- INSTRUCTIONS TO FOLLOW -
Please return each line of the records below that contains the word "rough".

- RECORDS SUPPLIED -
^^^^^^^^^^^^^^^^
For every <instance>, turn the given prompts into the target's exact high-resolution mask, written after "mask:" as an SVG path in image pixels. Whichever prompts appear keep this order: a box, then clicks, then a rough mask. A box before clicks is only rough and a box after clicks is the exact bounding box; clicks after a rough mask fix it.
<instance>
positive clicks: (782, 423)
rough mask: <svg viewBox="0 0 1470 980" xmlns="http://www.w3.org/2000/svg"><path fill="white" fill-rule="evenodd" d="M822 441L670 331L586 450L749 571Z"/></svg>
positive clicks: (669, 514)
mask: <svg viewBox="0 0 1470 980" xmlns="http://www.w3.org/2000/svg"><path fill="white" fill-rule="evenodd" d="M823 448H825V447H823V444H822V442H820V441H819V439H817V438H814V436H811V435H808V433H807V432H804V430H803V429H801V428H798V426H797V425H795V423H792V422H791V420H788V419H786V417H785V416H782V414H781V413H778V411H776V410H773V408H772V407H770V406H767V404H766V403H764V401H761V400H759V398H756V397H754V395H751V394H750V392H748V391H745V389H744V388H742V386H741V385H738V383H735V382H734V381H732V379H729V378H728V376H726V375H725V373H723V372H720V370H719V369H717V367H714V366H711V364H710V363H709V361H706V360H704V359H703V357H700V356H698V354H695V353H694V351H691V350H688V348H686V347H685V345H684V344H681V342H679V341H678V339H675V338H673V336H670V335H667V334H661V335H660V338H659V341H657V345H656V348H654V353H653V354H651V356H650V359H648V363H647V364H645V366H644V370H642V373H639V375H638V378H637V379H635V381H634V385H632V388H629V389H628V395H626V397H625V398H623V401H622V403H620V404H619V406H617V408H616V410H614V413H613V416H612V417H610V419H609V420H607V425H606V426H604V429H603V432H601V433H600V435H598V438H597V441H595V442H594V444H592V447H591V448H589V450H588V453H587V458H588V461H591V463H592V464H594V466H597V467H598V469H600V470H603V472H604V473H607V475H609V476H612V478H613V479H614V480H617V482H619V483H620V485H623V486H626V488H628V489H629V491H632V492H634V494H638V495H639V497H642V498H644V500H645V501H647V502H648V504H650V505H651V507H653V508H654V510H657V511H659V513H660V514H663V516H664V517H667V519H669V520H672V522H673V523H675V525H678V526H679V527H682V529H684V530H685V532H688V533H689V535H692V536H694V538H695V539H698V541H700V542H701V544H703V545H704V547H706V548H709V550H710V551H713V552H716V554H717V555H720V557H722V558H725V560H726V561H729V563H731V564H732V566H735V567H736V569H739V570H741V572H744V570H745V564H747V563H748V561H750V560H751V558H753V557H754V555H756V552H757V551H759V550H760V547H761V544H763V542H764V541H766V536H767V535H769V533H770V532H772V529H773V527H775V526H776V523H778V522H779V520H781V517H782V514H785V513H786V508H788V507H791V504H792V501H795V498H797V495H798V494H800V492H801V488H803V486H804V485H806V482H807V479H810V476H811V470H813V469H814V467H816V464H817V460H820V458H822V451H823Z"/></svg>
^^^^^^^^^^^^^^^^
- OUTPUT -
For every <instance>, turn the given prompts into the target's exact high-resolution mask, written after "mask:" as an SVG path in image pixels. Whichever prompts appear keep this order: a box, then clicks, then a rough mask. A box before clicks is only rough and a box after clicks is the exact bounding box; clicks after a rough mask fix it.
rough mask: <svg viewBox="0 0 1470 980" xmlns="http://www.w3.org/2000/svg"><path fill="white" fill-rule="evenodd" d="M822 441L670 331L586 450L749 571Z"/></svg>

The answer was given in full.